[Task goal]:
Your answer should be one number: how many lines below hold the word "blue".

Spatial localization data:
:::::

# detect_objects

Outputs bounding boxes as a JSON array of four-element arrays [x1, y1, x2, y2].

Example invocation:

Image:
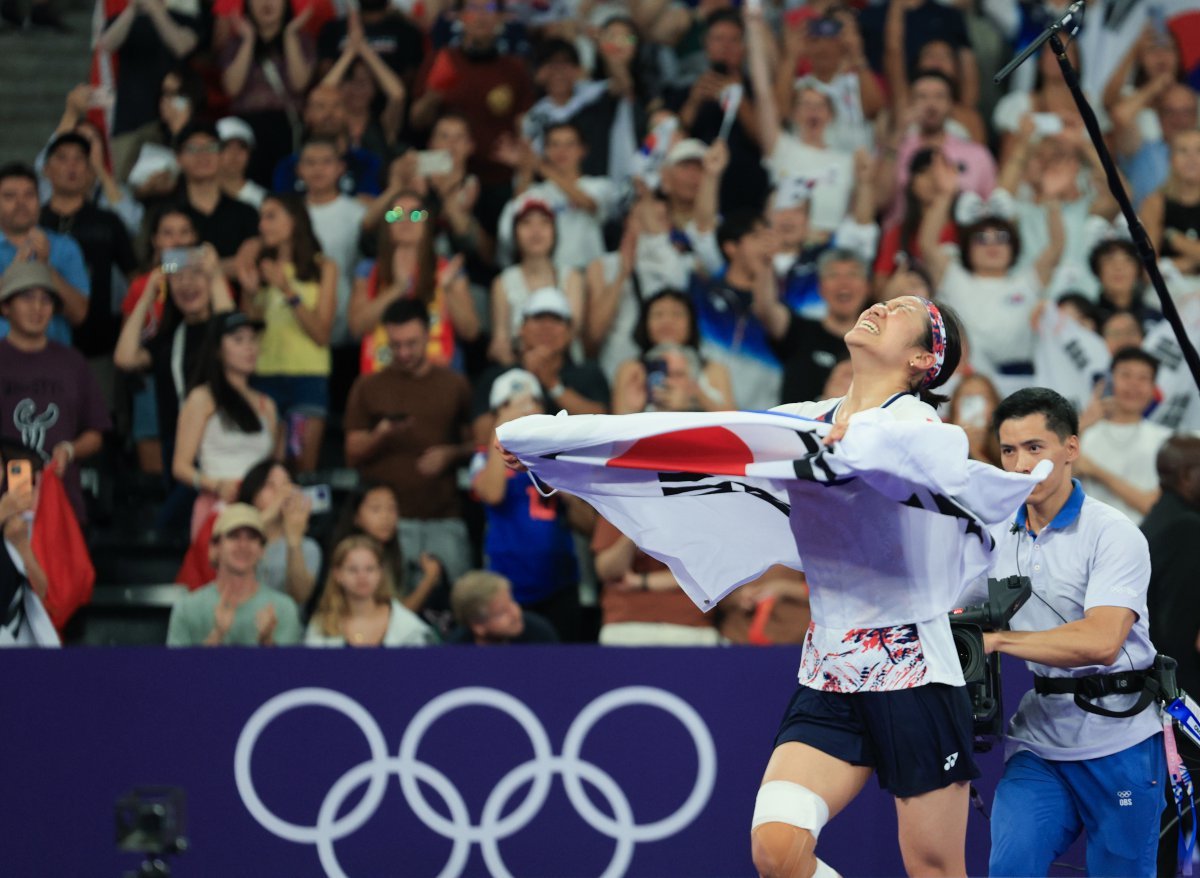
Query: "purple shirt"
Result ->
[[0, 340, 111, 523]]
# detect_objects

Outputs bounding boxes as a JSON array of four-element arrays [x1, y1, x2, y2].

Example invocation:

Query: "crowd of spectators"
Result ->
[[1, 0, 1200, 649]]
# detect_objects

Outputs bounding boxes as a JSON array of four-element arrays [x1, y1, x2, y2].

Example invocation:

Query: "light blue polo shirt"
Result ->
[[0, 229, 90, 345], [987, 480, 1161, 762]]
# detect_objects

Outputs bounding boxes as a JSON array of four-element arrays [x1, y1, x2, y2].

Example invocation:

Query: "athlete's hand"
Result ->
[[822, 422, 847, 447]]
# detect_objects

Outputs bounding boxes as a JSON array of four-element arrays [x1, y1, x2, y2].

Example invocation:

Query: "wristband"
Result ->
[[548, 382, 566, 399], [55, 441, 75, 463]]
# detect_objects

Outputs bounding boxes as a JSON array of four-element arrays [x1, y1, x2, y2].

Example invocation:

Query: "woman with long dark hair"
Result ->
[[328, 483, 447, 628], [240, 193, 336, 472], [172, 311, 277, 535], [747, 296, 976, 878], [872, 148, 957, 294], [348, 190, 478, 374], [611, 289, 734, 414], [219, 0, 315, 185]]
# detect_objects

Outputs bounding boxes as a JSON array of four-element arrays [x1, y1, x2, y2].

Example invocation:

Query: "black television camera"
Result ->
[[949, 575, 1031, 752]]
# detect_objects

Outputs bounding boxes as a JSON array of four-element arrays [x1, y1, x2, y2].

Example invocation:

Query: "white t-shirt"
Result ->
[[765, 133, 853, 233], [771, 393, 964, 691], [304, 599, 437, 647], [1080, 419, 1173, 524], [938, 256, 1043, 396], [308, 195, 366, 346], [498, 177, 619, 271]]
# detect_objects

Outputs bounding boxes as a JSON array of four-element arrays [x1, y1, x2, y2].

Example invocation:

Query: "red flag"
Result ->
[[175, 510, 218, 590], [31, 468, 95, 631]]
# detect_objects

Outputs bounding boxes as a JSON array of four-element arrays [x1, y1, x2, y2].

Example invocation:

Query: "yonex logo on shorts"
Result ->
[[943, 752, 959, 770]]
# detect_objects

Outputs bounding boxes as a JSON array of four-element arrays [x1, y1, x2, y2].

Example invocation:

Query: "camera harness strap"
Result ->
[[1035, 670, 1199, 872]]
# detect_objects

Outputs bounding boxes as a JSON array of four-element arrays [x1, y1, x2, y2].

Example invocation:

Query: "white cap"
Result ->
[[489, 368, 544, 409], [665, 138, 707, 166], [521, 287, 572, 321], [216, 117, 256, 149], [772, 176, 814, 211]]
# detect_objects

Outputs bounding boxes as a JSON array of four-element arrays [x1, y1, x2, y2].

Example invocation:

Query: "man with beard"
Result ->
[[344, 299, 474, 582]]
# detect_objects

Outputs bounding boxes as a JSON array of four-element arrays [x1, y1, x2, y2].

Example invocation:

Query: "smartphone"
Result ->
[[161, 247, 205, 274], [6, 460, 32, 496], [645, 357, 669, 398], [301, 484, 332, 515], [416, 149, 453, 177], [1032, 113, 1064, 137]]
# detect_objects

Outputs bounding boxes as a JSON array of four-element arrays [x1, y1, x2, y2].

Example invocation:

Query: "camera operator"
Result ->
[[973, 387, 1163, 877]]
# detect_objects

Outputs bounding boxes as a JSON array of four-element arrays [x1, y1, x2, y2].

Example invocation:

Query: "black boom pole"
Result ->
[[995, 1, 1200, 399]]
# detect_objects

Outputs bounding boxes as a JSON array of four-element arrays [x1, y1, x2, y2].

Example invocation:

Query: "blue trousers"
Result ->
[[989, 735, 1165, 877]]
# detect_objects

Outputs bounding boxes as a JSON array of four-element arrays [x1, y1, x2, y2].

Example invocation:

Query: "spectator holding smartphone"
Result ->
[[115, 237, 235, 510], [611, 290, 733, 414], [0, 445, 51, 647], [344, 299, 475, 583], [0, 262, 109, 525]]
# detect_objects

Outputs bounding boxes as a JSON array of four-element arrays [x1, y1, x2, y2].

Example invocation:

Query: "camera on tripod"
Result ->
[[949, 575, 1031, 751]]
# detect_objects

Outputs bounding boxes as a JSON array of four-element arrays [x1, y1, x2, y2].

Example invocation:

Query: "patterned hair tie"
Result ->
[[918, 298, 946, 389]]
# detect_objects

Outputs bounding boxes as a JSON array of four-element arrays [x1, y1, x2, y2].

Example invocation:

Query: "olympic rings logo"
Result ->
[[234, 686, 718, 878]]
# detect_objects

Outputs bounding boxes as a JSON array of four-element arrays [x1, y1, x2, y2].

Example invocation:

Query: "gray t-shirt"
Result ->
[[258, 537, 323, 596], [166, 583, 303, 646]]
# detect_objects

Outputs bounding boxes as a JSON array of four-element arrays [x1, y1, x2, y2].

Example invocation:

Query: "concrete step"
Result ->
[[0, 3, 95, 165]]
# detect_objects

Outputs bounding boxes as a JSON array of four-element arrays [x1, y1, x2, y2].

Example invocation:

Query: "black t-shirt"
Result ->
[[317, 13, 424, 77], [859, 1, 970, 74], [145, 317, 213, 444], [40, 202, 138, 359], [470, 361, 610, 421], [109, 11, 203, 136], [444, 609, 560, 644], [772, 315, 847, 406], [178, 193, 261, 260], [666, 77, 769, 214]]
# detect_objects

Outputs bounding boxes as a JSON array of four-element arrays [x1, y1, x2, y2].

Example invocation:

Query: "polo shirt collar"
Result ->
[[1015, 478, 1085, 535]]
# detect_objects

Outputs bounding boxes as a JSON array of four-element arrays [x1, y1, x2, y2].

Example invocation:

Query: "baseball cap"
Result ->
[[489, 368, 544, 409], [212, 503, 266, 541], [0, 261, 59, 305], [213, 310, 265, 335], [665, 138, 707, 167], [514, 197, 555, 223], [46, 131, 92, 159], [216, 117, 256, 149], [808, 16, 842, 38], [521, 287, 572, 321]]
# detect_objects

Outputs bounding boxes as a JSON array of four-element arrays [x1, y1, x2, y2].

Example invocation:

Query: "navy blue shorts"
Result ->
[[774, 683, 980, 798], [253, 374, 329, 419]]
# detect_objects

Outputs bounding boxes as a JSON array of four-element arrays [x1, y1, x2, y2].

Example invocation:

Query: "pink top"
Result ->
[[887, 132, 998, 229]]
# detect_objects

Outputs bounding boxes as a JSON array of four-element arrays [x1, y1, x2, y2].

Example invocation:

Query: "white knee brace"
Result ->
[[750, 780, 832, 839]]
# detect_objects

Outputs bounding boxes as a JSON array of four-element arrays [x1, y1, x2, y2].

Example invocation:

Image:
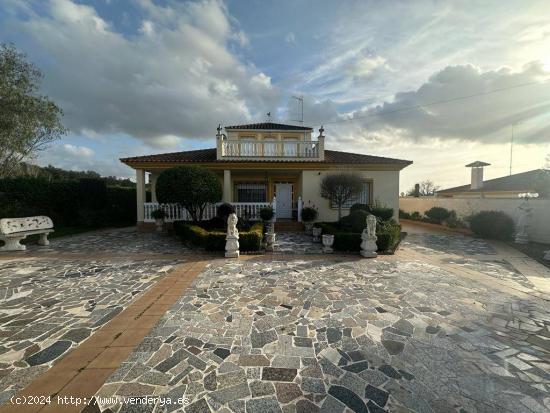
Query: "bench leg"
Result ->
[[0, 236, 26, 251], [38, 233, 50, 246]]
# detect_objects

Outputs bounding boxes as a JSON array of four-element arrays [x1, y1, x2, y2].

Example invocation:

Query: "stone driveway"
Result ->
[[87, 224, 550, 413]]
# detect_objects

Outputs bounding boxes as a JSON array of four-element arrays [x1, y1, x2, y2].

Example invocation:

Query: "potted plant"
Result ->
[[301, 206, 318, 234], [312, 226, 322, 243], [322, 234, 334, 253], [151, 208, 167, 232]]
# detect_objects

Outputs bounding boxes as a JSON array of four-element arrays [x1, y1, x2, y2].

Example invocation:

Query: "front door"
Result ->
[[275, 184, 292, 219]]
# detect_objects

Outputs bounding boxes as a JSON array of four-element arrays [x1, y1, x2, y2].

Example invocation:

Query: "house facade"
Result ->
[[120, 122, 412, 227]]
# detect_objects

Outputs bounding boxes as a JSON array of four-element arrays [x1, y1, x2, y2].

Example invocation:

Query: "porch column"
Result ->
[[150, 173, 158, 203], [136, 169, 145, 222], [223, 170, 232, 202]]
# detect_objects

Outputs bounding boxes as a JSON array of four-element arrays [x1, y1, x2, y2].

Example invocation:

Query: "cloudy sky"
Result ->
[[1, 0, 549, 191]]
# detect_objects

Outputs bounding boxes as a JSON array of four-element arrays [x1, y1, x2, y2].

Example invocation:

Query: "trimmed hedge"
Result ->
[[469, 210, 514, 240], [0, 177, 136, 228], [424, 207, 452, 224], [371, 206, 394, 221], [316, 219, 402, 253], [173, 221, 263, 252]]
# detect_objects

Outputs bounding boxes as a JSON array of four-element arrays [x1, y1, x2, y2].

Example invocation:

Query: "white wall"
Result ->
[[302, 170, 401, 222], [400, 197, 550, 243]]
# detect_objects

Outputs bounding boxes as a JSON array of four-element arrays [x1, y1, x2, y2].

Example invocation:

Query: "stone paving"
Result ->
[[92, 237, 550, 413], [0, 256, 183, 404], [273, 233, 323, 255], [26, 227, 188, 255]]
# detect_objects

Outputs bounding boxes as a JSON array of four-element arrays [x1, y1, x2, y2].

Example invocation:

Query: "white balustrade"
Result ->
[[144, 201, 276, 223], [221, 140, 320, 159]]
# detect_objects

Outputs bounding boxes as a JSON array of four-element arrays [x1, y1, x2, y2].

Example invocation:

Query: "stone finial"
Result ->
[[217, 123, 222, 135], [318, 125, 325, 138]]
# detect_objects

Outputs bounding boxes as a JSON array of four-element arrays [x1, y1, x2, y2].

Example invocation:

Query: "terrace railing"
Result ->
[[144, 200, 276, 223], [221, 140, 320, 159]]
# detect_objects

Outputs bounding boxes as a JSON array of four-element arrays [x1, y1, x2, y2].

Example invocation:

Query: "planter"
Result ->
[[265, 232, 276, 252], [155, 218, 164, 232], [304, 221, 314, 235], [322, 234, 334, 254], [312, 227, 322, 243]]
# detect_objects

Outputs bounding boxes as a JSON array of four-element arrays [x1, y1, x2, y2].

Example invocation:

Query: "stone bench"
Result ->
[[0, 216, 54, 251]]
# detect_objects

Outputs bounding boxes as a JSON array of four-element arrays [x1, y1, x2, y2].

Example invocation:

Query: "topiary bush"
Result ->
[[399, 209, 411, 219], [339, 210, 369, 233], [469, 210, 515, 240], [424, 206, 452, 224], [371, 206, 394, 221], [301, 207, 318, 222], [376, 220, 402, 252], [260, 206, 274, 222], [156, 166, 222, 222], [217, 203, 235, 219]]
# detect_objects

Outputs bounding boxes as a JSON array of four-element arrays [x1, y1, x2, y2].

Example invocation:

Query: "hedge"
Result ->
[[469, 210, 514, 240], [0, 177, 136, 228], [173, 221, 263, 252], [316, 219, 401, 253]]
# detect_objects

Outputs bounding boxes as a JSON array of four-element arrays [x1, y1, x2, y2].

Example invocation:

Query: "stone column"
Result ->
[[223, 170, 232, 202], [150, 173, 158, 203], [136, 169, 145, 223]]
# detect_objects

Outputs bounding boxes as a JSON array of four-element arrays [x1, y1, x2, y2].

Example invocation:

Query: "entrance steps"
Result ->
[[274, 221, 304, 232]]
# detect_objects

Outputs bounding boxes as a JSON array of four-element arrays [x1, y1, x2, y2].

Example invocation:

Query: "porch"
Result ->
[[137, 168, 306, 223]]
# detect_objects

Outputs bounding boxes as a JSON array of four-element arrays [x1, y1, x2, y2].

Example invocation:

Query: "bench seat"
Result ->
[[0, 216, 54, 251]]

:::::

[Exercise answer]:
3